### THE REQUEST
Copy out each of the lines below word for word, keeping every character and line break unchanged.

### MATERIAL SHOWN
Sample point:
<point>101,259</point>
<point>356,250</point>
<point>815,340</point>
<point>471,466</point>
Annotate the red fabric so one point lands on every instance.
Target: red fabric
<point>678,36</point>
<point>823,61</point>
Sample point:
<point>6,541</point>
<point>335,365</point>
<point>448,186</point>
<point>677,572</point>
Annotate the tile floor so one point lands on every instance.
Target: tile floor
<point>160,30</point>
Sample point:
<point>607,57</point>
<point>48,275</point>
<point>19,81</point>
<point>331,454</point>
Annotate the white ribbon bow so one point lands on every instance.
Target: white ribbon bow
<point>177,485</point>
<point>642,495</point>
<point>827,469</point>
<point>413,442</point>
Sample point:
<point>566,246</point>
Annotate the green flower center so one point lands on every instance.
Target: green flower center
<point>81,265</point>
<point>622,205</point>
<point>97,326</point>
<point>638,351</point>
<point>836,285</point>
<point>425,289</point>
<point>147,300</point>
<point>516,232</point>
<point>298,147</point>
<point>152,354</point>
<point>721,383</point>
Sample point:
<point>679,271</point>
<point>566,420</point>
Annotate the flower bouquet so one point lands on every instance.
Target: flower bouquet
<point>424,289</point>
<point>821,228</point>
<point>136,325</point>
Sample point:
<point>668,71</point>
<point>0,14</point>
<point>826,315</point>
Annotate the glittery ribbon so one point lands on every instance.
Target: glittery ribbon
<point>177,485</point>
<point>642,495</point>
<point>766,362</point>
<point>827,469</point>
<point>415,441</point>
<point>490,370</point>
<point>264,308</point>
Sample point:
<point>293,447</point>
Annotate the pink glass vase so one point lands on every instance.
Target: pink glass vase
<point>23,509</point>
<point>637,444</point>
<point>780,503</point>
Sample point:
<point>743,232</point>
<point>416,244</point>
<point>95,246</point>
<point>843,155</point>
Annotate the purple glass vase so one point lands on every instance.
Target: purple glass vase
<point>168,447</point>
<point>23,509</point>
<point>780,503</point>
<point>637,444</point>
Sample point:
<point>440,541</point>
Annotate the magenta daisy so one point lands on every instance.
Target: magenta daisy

### RESPONSE TO THE EXERCISE
Sample point:
<point>101,259</point>
<point>356,250</point>
<point>815,340</point>
<point>471,466</point>
Annotate the red fabric so one point lands on every instance.
Target: red fabric
<point>678,36</point>
<point>823,61</point>
Sample point:
<point>6,541</point>
<point>335,365</point>
<point>448,186</point>
<point>677,572</point>
Annotate the tile floor so one point lands on every instance.
Target: tile floor
<point>160,30</point>
Sample point:
<point>607,57</point>
<point>48,275</point>
<point>19,81</point>
<point>331,454</point>
Annotate the white ribbon bow so one point lands on every instance.
Target: white ribbon bow
<point>177,485</point>
<point>642,495</point>
<point>827,469</point>
<point>413,442</point>
Sample point:
<point>566,246</point>
Annotate the green flower center so one point lands on every instance.
Target: green flower center
<point>81,265</point>
<point>622,205</point>
<point>97,326</point>
<point>638,351</point>
<point>836,285</point>
<point>425,289</point>
<point>147,300</point>
<point>516,232</point>
<point>298,147</point>
<point>152,354</point>
<point>721,383</point>
Sample point:
<point>679,271</point>
<point>566,420</point>
Annotate the flower bouquet so one point lands on every instance.
Target: flower bouquet
<point>424,289</point>
<point>821,228</point>
<point>136,325</point>
Sample point:
<point>668,71</point>
<point>0,14</point>
<point>826,315</point>
Annotate the glittery ribbon so one point lands on every instance.
Target: glittery ribbon
<point>177,485</point>
<point>642,495</point>
<point>766,362</point>
<point>827,469</point>
<point>415,441</point>
<point>490,370</point>
<point>264,308</point>
Sample point:
<point>293,447</point>
Annotate the pink glass vase so one point lands on every instance.
Target: pink glass vase
<point>23,509</point>
<point>637,444</point>
<point>780,503</point>
Sample point:
<point>743,232</point>
<point>416,244</point>
<point>95,246</point>
<point>843,155</point>
Annotate the purple glass vase so one point lands on every instance.
Target: purple glass vase
<point>168,447</point>
<point>23,509</point>
<point>780,503</point>
<point>637,444</point>
Sample point:
<point>440,541</point>
Annotate the magenta daisy so one point lands on every instance.
Target: magenta daisy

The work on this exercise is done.